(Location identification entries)

+++

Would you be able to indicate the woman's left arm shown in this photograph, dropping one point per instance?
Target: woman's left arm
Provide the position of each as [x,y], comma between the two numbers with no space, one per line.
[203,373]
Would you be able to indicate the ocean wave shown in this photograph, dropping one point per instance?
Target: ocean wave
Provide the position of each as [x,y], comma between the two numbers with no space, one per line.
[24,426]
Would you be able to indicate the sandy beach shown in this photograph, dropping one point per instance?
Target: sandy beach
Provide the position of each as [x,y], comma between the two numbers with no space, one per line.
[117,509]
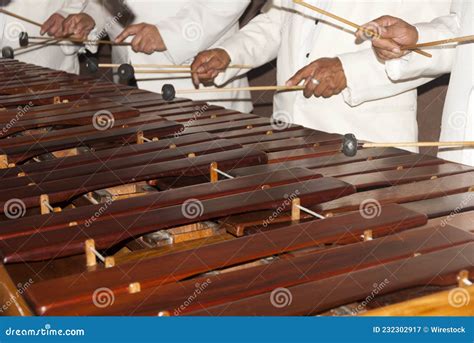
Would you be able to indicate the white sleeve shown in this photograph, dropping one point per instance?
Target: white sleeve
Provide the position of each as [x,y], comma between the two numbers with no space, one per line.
[198,25]
[367,79]
[378,80]
[257,43]
[414,65]
[72,7]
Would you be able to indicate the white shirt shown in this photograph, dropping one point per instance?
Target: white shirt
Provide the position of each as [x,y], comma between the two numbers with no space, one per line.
[59,57]
[288,31]
[458,115]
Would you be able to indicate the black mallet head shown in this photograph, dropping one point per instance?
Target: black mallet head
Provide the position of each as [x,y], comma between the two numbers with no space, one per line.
[92,65]
[350,145]
[24,39]
[126,72]
[8,52]
[168,92]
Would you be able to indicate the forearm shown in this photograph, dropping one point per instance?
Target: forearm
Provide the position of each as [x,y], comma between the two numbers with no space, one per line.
[415,65]
[255,44]
[72,7]
[367,79]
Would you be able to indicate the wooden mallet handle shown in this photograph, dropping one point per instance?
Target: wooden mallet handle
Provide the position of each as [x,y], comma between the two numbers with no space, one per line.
[350,23]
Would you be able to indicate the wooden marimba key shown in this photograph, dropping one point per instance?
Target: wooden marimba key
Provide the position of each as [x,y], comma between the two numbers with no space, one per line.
[94,172]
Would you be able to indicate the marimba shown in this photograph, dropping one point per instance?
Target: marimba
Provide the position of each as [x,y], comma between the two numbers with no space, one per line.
[116,202]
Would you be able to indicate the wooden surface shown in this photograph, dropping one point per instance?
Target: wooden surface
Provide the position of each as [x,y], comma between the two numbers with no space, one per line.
[128,194]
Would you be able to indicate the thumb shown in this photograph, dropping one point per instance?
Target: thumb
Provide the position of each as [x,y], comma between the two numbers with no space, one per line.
[297,78]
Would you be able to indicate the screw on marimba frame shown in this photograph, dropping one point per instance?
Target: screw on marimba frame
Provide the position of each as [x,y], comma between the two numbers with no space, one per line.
[368,235]
[134,287]
[350,145]
[215,172]
[92,255]
[463,279]
[89,250]
[296,209]
[45,205]
[4,162]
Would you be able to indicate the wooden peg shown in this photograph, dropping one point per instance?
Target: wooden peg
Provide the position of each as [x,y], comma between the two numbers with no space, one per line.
[44,204]
[89,247]
[3,162]
[213,172]
[134,287]
[295,210]
[109,262]
[368,235]
[140,137]
[463,279]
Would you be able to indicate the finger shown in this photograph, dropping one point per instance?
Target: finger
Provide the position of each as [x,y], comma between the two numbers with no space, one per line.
[386,45]
[328,92]
[301,75]
[46,27]
[136,43]
[199,60]
[310,86]
[129,31]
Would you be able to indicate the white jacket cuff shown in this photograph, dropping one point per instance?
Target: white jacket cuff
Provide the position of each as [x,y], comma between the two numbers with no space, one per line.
[231,73]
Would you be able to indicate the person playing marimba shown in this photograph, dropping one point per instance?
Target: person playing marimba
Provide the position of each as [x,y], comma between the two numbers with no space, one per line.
[335,65]
[458,116]
[167,32]
[46,18]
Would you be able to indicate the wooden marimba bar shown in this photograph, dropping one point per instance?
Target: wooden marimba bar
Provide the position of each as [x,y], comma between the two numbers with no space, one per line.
[116,202]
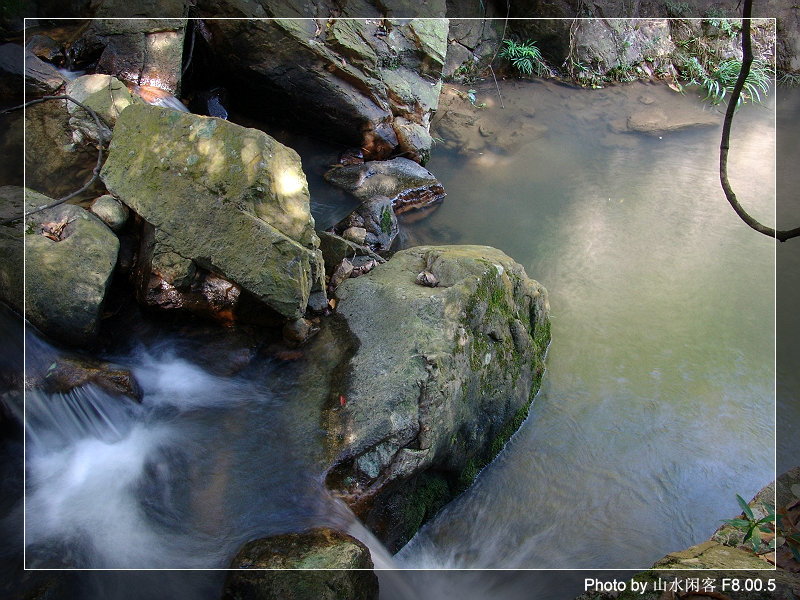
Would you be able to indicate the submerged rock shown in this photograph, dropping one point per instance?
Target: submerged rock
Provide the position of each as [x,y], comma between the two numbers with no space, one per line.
[11,247]
[216,197]
[441,379]
[368,82]
[70,256]
[349,574]
[68,373]
[407,184]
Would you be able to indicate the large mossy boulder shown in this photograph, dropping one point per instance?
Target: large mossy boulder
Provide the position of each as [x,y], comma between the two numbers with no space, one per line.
[70,256]
[11,247]
[406,184]
[328,565]
[367,81]
[219,198]
[441,379]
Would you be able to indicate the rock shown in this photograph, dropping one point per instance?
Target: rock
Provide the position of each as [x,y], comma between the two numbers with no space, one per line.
[105,95]
[355,235]
[338,567]
[137,51]
[470,130]
[659,121]
[218,197]
[58,161]
[342,272]
[11,248]
[413,140]
[407,184]
[298,331]
[335,248]
[349,78]
[110,211]
[380,222]
[605,45]
[68,373]
[45,48]
[427,278]
[67,280]
[440,379]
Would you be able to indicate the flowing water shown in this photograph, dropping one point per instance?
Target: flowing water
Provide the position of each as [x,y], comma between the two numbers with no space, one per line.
[656,409]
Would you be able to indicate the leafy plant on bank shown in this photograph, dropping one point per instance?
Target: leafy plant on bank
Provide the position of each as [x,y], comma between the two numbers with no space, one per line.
[724,77]
[752,527]
[525,57]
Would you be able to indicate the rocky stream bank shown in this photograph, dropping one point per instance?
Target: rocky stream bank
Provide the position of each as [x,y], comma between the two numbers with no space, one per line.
[445,345]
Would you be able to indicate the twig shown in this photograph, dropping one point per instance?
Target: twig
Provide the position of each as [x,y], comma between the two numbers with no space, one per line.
[191,52]
[503,106]
[95,172]
[747,60]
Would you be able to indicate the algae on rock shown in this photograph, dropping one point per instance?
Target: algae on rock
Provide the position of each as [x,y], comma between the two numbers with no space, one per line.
[227,199]
[440,380]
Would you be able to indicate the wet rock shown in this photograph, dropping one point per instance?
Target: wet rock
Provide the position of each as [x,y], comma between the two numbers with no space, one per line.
[298,332]
[68,373]
[335,248]
[348,576]
[427,278]
[413,140]
[355,234]
[106,96]
[407,184]
[211,102]
[380,222]
[351,78]
[11,247]
[216,196]
[67,280]
[440,379]
[470,130]
[111,211]
[137,51]
[342,272]
[656,121]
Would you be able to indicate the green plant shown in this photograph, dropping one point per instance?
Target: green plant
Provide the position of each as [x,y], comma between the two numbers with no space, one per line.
[789,532]
[750,526]
[677,9]
[723,79]
[789,79]
[525,57]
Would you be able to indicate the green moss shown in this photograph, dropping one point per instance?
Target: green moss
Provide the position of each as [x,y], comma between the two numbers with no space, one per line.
[430,494]
[386,220]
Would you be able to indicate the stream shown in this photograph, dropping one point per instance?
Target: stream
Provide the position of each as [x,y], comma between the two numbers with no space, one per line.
[657,407]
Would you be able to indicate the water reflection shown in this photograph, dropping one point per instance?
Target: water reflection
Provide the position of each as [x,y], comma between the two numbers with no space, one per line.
[658,402]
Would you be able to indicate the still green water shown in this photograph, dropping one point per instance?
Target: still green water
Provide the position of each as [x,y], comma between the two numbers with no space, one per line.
[658,402]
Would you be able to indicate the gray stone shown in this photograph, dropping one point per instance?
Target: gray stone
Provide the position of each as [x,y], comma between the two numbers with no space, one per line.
[329,566]
[111,211]
[441,378]
[105,95]
[67,280]
[407,184]
[221,197]
[11,247]
[355,234]
[348,77]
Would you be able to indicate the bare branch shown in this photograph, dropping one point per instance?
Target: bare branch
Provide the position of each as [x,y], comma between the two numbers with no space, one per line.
[733,101]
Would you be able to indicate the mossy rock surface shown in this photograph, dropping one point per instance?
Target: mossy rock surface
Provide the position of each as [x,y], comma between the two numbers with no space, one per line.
[325,565]
[226,198]
[67,280]
[441,379]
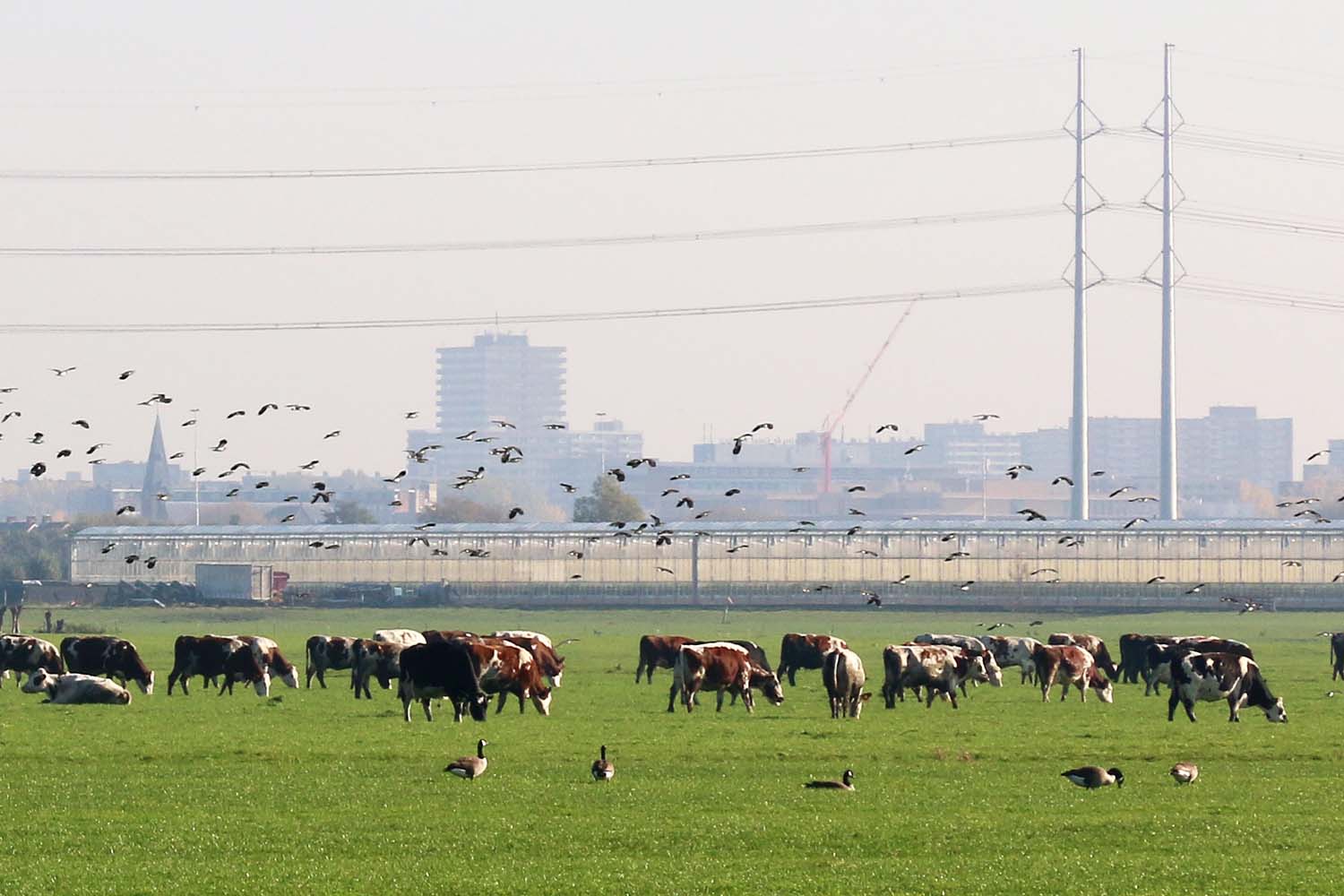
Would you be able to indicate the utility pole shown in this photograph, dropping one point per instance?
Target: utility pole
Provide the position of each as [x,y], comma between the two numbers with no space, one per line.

+++

STATED PROBLEM:
Change "utility pole" to "telephone pole" in the records, starting at the line that contains "Would you be able to indicate the water" and ending at the last line of the records, and leave everything else unchanged. Leave the pictures out of your answer.

THE SOLUTION:
Would you be able to indicate the water reflection shown in this photograph, dropping one point per instance?
Target: water reflection
Provide the position of each as [x,y], comma between the two numbers with no space, one per line.
[658,402]
Would you be able to indicate the still green water shown in this photograph, dropping one point per instance?
Target: still green water
Provide the position of each as [x,y], comma between the two numbers with no space, one per line.
[658,402]
Would you be able to indicate the gray stone shown in this photograph, dropping one point per instance?
Target: gray stone
Provide the position of each as [x,y], comma between the two numbers with no space, one per line.
[329,566]
[111,211]
[441,378]
[105,95]
[67,280]
[407,184]
[221,197]
[11,247]
[355,234]
[348,77]
Would you be able to indicate the bare branch shown in this photograph, dropping one point per instance?
Target: bare branch
Provide the position of each as [x,y], comma between the two numbers with no space, one per line.
[733,101]
Would you be able to indicate the mossy rock surface shown in this photograph, dropping one point per instance?
Target: mossy rock surface
Provide the position of each as [x,y], comma between the two numbers with no space, one per line.
[325,565]
[226,198]
[67,280]
[441,379]
Would you be able to indicate the telephone pole shown in this photograph, dropping one point per instance?
Target: telephone pole
Provide the position of each as [x,y], comma between the two numbers with no space, one per line.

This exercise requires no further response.